### [Given request A]
Answer these questions about the simplex program post, one answer per line, marked the same way:
(i) What value is assigned to EPSILON in the Simplex class?
(ii) According to its comment, what does the field m hold?
(iii) Which two methods does main call?

Question

hey

I need help finishing this simplex program.

public class Main {

      /**

      * @param args

      */

      public static void main(String[] args) {

            // TODO Auto-generated method stub

            //FAIRE LES TODO dans Simplex

            test1();test2();

           

      }

      private static void test1() {

            double[][] A = {

                        { -1, 1, 0 },

                        { 1, 4, 0 },

                        { 2, 1, 0 },

                        { 3, -4, 0 },

                        { 0, 0, 1 },

            };

            double[] c = { 1, 1, 1 };

            double[] b = { 5, 45, 27, 24, 4 };

            Simplex ss = new Simplex(A,b,c);

      }

      // x0 = 12, x1 = 28, opt = 800

      private static void test2() {

            double[] c = { 13.0, 23.0 };

            double[] b = { 480.0, 160.0, 1190.0 };

            double[][] A = {

                        { 5.0, 15.0 },

                        { 4.0, 4.0 },

                        { 35.0, 20.0 },

            };

            Simplex ss = new Simplex(A,b,c);

      }

}

public class Simplex {

    private static final double EPSILON = 1.0E-10;

    private double[][] a;   // tableaux

    private int m;          // number of constraints

    private int n;          // number of original variables

    private int[] basis;    // basis[i] = basic variable corresponding to row i

                            // only needed to print out solution, not book

    /**

     * Determines an optimal solution to the linear program

     * { max cx : Ax ; b, x ; 0 }, where A is a m-by-n

     * matrix, b is an m-length vector, and c is an n-length vector.

### [Given request B]
In the records, rewrite the lines starting at the line containing "Task: confirm every instance of the beige" and ending with the line containing "[[235, 249]]", replacing "beige" with "cream" and leaving everything else unchanged.

### [Data shown]
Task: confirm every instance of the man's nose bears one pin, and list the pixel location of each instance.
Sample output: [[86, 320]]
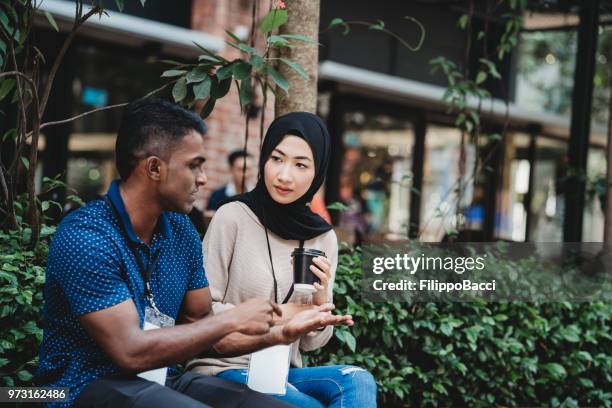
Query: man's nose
[[201, 179]]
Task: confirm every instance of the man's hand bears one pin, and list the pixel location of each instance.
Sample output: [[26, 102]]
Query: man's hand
[[290, 310], [309, 320], [255, 316]]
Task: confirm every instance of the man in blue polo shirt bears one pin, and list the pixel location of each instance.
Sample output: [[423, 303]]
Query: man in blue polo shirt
[[131, 262]]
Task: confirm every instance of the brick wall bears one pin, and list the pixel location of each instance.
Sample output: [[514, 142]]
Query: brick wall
[[226, 123]]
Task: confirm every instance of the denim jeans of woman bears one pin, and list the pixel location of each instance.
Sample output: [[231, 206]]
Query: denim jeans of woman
[[339, 386]]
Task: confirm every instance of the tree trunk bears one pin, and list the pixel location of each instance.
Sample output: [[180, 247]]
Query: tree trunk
[[608, 214], [304, 20]]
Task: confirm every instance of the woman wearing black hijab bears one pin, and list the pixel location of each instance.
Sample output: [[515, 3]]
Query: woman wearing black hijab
[[247, 253]]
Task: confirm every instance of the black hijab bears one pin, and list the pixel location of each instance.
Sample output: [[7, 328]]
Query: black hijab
[[294, 220]]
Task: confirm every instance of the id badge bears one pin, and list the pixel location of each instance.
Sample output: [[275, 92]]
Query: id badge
[[154, 319], [269, 370]]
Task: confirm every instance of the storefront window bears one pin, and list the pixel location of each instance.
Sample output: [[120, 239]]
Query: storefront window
[[512, 212], [376, 178], [440, 181], [548, 201]]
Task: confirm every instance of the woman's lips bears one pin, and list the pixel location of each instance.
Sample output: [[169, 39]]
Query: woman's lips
[[282, 191]]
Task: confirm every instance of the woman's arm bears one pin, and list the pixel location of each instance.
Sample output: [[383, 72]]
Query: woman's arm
[[316, 339], [218, 249]]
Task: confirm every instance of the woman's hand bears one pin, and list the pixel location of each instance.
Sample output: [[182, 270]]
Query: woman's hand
[[309, 320], [321, 270], [289, 310]]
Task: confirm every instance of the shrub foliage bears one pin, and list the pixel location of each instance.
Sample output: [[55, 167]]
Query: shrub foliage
[[473, 354]]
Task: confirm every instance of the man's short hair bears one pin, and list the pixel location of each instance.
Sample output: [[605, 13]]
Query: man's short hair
[[152, 126], [235, 155]]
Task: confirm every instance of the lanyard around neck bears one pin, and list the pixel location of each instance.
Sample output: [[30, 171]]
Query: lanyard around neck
[[145, 273]]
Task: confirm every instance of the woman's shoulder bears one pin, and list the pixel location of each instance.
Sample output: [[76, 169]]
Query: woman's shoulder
[[328, 239], [235, 212]]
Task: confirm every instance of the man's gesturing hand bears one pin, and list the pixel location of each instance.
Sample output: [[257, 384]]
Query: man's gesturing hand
[[253, 316], [312, 319]]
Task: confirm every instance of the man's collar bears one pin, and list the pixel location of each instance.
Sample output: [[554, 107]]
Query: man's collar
[[162, 228]]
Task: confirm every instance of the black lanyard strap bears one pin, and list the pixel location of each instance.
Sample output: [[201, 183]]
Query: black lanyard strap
[[145, 273]]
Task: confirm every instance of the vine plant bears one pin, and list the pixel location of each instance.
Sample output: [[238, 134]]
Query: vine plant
[[465, 87]]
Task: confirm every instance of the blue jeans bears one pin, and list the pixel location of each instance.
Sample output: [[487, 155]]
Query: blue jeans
[[339, 386]]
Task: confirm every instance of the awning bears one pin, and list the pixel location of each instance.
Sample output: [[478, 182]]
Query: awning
[[401, 90], [132, 31]]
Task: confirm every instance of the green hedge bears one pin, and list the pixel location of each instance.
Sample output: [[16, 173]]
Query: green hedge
[[473, 354], [22, 279]]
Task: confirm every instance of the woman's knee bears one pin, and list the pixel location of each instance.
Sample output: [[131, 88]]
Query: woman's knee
[[359, 378]]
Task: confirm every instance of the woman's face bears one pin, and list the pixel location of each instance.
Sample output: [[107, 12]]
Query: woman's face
[[290, 170]]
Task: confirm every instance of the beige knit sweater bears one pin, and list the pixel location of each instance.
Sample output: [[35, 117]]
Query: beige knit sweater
[[235, 249]]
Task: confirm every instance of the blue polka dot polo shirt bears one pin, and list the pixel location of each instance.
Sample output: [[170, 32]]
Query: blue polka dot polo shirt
[[91, 267]]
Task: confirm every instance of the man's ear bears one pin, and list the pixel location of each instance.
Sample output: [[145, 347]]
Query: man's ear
[[153, 167]]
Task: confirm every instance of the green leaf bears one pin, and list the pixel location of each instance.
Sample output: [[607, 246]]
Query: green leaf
[[299, 37], [258, 62], [220, 89], [225, 71], [241, 70], [173, 73], [24, 375], [556, 370], [209, 58], [274, 19], [208, 108], [440, 388], [179, 91], [202, 89], [233, 36], [51, 21], [278, 41], [6, 87], [380, 25], [296, 67], [210, 53], [197, 74], [245, 92], [278, 79], [339, 22], [120, 4], [570, 333], [481, 77], [25, 162], [247, 48], [351, 342]]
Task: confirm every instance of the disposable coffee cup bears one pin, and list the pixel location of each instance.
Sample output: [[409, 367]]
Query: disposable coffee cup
[[302, 275]]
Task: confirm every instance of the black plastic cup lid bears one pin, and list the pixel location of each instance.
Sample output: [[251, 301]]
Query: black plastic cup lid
[[307, 251]]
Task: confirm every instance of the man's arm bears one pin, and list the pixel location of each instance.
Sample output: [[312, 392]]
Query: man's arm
[[117, 330], [236, 344], [298, 319]]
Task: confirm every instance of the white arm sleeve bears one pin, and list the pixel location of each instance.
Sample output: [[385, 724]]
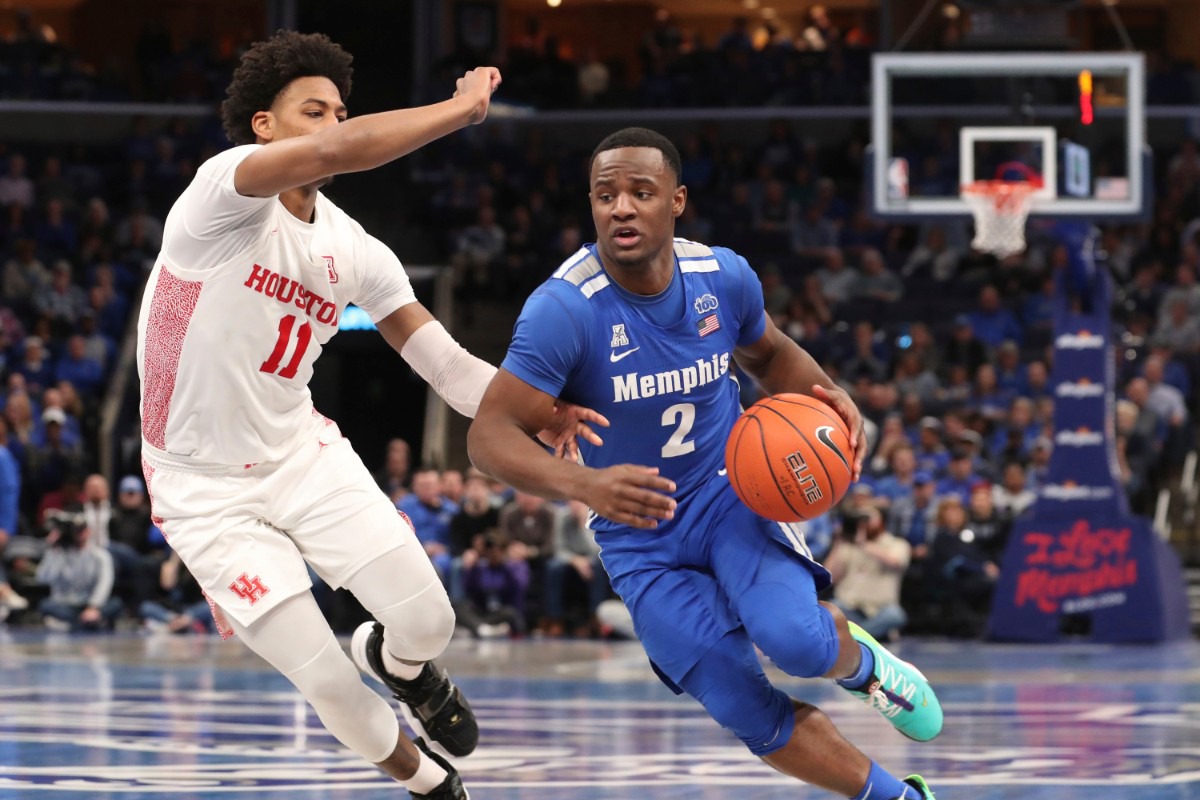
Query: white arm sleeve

### [Result A]
(i) 1.0E-10
(ii) The number of constraints
(iii) test1 and test2

### [Result B]
Task: confirm every instance of the cream knit sweater bears one pin, and list the pixel location of each instance.
Sample output: [[35, 117]]
Query: cream knit sweater
[[235, 249]]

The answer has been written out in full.